So I did a semester. The class was a mixture of new clowns and experienced professional clowns. It turned out that a couple of the professionals trained with my son. So that kind of strengthened the family business. God only knows how that will end up looking down the line.


After a few months of working on basic skills (skills are good), we began working on developing pieces for a show that would end our semester together. Now, I'm pretty funny. And I am a very creative type who can work a story line. That comes from doing a lot of children's pageants in church. I was the one who had pointed eared people read the Gospel in Klingon after all. On Easter Sunday no less. I am bold.


What I learned from the process was not what I expected. What happened was an experience of being forcibly molded in a box. The instructor had a perception of who I was and tried to keep me in that box. It really pissed me off at first. But then I realized that there was a real lesson in that and that continuing to press my idea wasn't going anywhere. I remembered a major theme in my early adult life of being pushed into a box. And here it was happening again. In clown school. A little bizarre.

▶ **Requirements**:
In the clown school passage, what language did the pointed-eared people read the Gospel in?

▶ **Data provided**:
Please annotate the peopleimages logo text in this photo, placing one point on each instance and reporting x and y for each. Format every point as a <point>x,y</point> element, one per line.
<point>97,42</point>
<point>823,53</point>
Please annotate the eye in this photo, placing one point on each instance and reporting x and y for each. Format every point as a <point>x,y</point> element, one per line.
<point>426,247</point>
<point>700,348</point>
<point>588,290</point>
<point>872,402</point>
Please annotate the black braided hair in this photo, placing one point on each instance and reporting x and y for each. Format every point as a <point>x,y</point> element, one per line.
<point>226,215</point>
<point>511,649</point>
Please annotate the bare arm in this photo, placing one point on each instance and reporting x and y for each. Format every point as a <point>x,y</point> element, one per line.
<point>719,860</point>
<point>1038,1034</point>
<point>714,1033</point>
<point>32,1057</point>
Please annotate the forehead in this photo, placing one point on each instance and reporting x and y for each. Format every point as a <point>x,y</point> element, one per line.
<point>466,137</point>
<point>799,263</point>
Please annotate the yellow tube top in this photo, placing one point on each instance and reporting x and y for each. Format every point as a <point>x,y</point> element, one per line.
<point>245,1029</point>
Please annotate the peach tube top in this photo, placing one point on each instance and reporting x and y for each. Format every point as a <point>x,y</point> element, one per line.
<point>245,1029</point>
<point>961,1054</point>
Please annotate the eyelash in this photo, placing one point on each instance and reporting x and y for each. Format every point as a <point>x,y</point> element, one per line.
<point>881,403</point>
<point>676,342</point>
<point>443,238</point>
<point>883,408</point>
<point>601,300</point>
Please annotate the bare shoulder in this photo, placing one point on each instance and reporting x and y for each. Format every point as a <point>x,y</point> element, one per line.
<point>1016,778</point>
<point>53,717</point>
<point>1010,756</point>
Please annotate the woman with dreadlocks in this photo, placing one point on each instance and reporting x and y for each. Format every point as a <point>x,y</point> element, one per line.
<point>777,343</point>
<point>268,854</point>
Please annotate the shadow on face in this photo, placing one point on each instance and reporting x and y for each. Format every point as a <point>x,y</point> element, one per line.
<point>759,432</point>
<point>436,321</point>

▶ **Answer to the task**:
Klingon.